:: EXERCISES TO COMPLETE ::
1: According to the G Force excerpt, for how many years did Franey serve as vice-president of the EGPA?
2: Return the passage of the G Force excerpt between "Every other country’s" and "he declared, emphatically.", inclusive.

:: DOCUMENT SEGMENT ::
Every other country’s police had an LGBT employee network: “These were hugely important,” he says. “You could have gay police officers who could meet other gay officers and just go for a drink and have a conversation and not have to hide.

“So I decided we really needed something similar in Ireland. That’s what started the long, slow, quite tedious process of setting up G Force. It was the most important project I ever did. It was important, but not enjoyable. It was hugely challenging and I learned a lot from it, but I wouldn’t want to do it again.

“It’s management’s job to manage. It shouldn’t be up to the ‘gay garda’ or the ‘Chinese garda’ to be a ‘poster boy’ for a respectful and inclusive workplace,” he declared, emphatically.

“Frontline officers across Europe have taken risks so that their colleagues could feel comfortable coming to work. They took the lead as their managers wouldn’t support their staff. That’s wrong.

“I came home thinking, ‘Well, they’ve sorted everything in Europe and we’re a disaster’. The reality was it was sort of a disaster in most places across Europe and we were just slightly behind them.

Ambassador

“If you don’t have a network to provide a safe space for employees nothing will move,” says Franey, who has recently stepped down as vice-president of the EGPA after seven years, to become a training ambassador for the association.

“I side-stepped the board role. I was on it a long time, it was time to move off and let other people get involved,” he said, “They asked if I’d stay and do the training work, so I did.

“Because it’s a very practical way to design materials that police officers across the EU to make life better for both LGBT police officers and the public,” he said. Now, Franey is helping the Council of Europe to design training programmes.

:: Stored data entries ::
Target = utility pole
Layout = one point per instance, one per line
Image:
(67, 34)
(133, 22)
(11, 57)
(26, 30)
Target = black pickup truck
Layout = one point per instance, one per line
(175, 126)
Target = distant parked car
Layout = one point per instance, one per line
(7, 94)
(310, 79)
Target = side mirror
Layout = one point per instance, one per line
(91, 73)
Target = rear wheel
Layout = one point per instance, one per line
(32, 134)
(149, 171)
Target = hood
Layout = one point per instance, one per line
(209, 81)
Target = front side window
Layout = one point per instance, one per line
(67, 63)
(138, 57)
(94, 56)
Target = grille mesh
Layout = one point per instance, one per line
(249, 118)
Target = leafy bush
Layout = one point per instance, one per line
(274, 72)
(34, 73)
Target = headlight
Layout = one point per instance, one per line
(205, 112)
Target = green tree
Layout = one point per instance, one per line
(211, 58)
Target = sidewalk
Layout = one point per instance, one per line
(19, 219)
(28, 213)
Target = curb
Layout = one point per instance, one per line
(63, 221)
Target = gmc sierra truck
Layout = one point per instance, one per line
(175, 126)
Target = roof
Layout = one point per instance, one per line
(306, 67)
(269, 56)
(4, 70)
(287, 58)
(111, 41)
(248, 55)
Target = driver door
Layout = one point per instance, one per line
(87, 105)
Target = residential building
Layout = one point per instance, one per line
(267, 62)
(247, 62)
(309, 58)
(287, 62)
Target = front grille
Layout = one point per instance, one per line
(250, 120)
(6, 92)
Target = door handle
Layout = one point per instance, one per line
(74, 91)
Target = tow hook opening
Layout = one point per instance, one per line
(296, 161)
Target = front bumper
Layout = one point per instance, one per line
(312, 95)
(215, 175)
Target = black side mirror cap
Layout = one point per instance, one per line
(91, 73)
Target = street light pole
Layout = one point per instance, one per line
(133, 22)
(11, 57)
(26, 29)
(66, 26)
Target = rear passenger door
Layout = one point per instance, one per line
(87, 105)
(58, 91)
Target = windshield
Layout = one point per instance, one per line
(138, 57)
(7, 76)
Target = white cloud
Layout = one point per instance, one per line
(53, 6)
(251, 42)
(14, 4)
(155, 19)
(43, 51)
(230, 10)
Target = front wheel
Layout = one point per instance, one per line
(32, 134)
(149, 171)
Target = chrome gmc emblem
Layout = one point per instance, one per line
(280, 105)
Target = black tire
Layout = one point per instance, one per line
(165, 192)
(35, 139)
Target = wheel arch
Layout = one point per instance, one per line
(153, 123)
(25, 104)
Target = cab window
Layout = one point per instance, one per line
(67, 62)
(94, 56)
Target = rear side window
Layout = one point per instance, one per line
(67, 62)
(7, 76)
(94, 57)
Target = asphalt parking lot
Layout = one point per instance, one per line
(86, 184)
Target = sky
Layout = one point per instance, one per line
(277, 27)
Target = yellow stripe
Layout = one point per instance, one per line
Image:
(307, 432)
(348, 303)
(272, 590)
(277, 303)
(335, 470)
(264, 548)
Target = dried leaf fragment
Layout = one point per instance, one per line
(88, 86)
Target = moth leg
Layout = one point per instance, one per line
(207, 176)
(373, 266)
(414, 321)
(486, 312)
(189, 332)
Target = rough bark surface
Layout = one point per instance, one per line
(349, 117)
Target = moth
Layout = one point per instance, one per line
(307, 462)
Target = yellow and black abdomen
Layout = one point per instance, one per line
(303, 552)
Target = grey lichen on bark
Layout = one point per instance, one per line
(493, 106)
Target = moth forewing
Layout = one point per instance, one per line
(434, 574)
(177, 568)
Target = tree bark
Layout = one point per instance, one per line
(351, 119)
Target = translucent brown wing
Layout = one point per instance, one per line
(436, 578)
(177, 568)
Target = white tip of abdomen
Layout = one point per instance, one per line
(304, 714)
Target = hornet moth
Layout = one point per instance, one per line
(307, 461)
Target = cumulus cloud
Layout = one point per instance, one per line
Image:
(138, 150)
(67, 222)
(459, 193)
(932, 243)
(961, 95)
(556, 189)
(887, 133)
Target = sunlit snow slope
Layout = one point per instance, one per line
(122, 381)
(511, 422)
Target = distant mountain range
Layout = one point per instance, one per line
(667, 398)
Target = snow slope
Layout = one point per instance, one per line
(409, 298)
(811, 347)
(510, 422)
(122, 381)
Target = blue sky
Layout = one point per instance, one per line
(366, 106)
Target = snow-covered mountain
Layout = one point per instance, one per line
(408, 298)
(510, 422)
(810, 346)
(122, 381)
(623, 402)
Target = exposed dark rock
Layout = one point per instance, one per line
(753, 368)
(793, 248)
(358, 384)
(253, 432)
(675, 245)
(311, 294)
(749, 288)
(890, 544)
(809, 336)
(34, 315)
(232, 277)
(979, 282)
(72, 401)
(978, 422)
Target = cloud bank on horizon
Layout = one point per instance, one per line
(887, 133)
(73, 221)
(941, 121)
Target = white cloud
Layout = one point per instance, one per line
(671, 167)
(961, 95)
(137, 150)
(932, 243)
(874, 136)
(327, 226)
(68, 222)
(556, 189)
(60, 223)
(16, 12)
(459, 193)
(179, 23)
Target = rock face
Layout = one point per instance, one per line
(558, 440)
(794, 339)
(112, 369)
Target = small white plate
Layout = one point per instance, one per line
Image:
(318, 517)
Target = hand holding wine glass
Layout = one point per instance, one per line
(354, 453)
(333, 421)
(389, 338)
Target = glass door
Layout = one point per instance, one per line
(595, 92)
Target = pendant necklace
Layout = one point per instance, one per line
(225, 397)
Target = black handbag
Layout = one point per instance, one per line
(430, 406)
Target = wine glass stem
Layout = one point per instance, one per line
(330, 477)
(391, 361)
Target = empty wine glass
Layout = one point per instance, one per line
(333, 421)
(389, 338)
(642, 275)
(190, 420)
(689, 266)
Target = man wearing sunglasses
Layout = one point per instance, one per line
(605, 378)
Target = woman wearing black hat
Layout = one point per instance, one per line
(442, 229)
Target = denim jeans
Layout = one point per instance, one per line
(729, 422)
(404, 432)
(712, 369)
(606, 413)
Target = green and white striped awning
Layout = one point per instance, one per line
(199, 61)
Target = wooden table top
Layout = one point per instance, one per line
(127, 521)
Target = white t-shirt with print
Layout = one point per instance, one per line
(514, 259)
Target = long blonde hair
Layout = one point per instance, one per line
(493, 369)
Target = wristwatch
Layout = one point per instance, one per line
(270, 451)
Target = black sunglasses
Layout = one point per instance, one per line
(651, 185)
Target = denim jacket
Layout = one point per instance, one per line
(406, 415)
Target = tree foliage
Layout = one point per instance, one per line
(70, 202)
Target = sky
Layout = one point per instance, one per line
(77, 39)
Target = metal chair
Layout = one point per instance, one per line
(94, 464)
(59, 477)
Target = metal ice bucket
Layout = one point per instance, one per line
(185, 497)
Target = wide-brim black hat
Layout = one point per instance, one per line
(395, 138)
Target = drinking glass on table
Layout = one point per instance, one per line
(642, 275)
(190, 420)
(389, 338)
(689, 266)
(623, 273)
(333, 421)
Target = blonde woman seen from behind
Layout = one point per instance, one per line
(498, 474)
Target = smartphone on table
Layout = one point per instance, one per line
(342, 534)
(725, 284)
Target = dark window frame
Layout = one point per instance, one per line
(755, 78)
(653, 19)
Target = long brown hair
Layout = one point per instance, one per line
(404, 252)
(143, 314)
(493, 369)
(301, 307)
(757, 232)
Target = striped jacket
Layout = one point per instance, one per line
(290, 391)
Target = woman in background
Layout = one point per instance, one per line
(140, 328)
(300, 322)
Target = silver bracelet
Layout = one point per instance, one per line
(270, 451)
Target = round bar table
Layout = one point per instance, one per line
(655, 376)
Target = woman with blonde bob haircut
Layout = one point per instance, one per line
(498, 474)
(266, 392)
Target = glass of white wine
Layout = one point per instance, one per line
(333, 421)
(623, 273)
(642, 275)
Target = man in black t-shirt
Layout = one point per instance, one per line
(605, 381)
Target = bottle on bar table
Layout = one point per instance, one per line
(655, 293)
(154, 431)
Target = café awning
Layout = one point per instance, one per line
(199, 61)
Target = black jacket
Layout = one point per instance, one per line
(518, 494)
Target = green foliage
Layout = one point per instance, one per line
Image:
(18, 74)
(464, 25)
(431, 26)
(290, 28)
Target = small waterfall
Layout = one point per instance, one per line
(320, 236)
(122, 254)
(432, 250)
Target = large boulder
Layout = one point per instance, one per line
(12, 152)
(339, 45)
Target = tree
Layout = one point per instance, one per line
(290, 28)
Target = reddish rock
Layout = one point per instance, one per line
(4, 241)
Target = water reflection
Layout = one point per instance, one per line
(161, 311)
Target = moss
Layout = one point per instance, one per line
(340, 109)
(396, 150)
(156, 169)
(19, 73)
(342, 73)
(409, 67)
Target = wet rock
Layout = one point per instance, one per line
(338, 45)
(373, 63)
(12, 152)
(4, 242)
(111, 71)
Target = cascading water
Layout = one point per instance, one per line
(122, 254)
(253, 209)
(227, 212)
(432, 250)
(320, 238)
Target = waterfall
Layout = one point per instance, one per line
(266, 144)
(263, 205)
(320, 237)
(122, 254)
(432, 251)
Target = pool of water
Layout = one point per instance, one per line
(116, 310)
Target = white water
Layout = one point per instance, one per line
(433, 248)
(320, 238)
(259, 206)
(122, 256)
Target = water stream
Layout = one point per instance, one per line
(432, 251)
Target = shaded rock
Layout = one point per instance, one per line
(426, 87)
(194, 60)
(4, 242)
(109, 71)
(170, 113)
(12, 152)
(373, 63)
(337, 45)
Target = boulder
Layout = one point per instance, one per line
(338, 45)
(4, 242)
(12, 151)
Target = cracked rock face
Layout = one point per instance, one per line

:: ANSWERS FOR THE TASKS ::
1: Seven years.

2:
Every other country’s police had an LGBT employee network: “These were hugely important,” he says. “You could have gay police officers who could meet other gay officers and just go for a drink and have a conversation and not have to hide.

“So I decided we really needed something similar in Ireland. That’s what started the long, slow, quite tedious process of setting up G Force. It was the most important project I ever did. It was important, but not enjoyable. It was hugely challenging and I learned a lot from it, but I wouldn’t want to do it again.

“It’s management’s job to manage. It shouldn’t be up to the ‘gay garda’ or the ‘Chinese garda’ to be a ‘poster boy’ for a respectful and inclusive workplace,” he declared, emphatically.